[Text section]
►

BMS toolbox for Matlab: Bayesian Model Averaging (BMA)

by

 

08 Nov 2010 (Updated )

Do Bayesian Model Averaging (BMA) via a hidden instance of R (Windows only).

bms(X_data, burn, iter, nmodel, mcmc, g, mprior, mprior_size, user_int, logfile)
function bms = bms(X_data, burn, iter, nmodel, mcmc, g, mprior, mprior_size, user_int, logfile)
% Bayesian Model Sampling and Averaging
%function bms = bms(X_data, burn, iter, nmodel, mcmc, g, mprior, mprior_size, user_int)
%
% Note that defaults of optional inputs may be obtained by passing an empty value (e.g. '') or NaN
%INPUTS:
% * X_data: 
%     A numeric matrix, with the dependent variable in the first column, followed by the covariates. 
%     Alternatively, a Matlab dataset object with numerical data (and the
%       dependent variable in the first column)

◄

[Collected material]
►

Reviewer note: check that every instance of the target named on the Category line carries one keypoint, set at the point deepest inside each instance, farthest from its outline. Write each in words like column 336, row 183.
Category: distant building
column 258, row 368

◄

[Tasks and exercises]
**A)** Answer these questions using the BMS toolbox text.
(i) On which operating system does the toolbox run?
(ii) What can be passed to get the default of an optional input?
(iii) Which column of X_data holds the dependent variable?
**B)** Rewrite the BMS toolbox text between "Do Bayesian Model" and "by the covariates.", inclusive, putting "regressors" in place of "covariates".

[Responses to the tasks]
**A)**
(i) Windows only.
(ii) An empty value (e.g. '') or NaN.
(iii) The first column.

**B)**
Do Bayesian Model Averaging (BMA) via a hidden instance of R (Windows only).

bms(X_data, burn, iter, nmodel, mcmc, g, mprior, mprior_size, user_int, logfile)
function bms = bms(X_data, burn, iter, nmodel, mcmc, g, mprior, mprior_size, user_int, logfile)
% Bayesian Model Sampling and Averaging
%function bms = bms(X_data, burn, iter, nmodel, mcmc, g, mprior, mprior_size, user_int)
%
% Note that defaults of optional inputs may be obtained by passing an empty value (e.g. '') or NaN
%INPUTS:
% * X_data: 
%     A numeric matrix, with the dependent variable in the first column, followed by the regressors.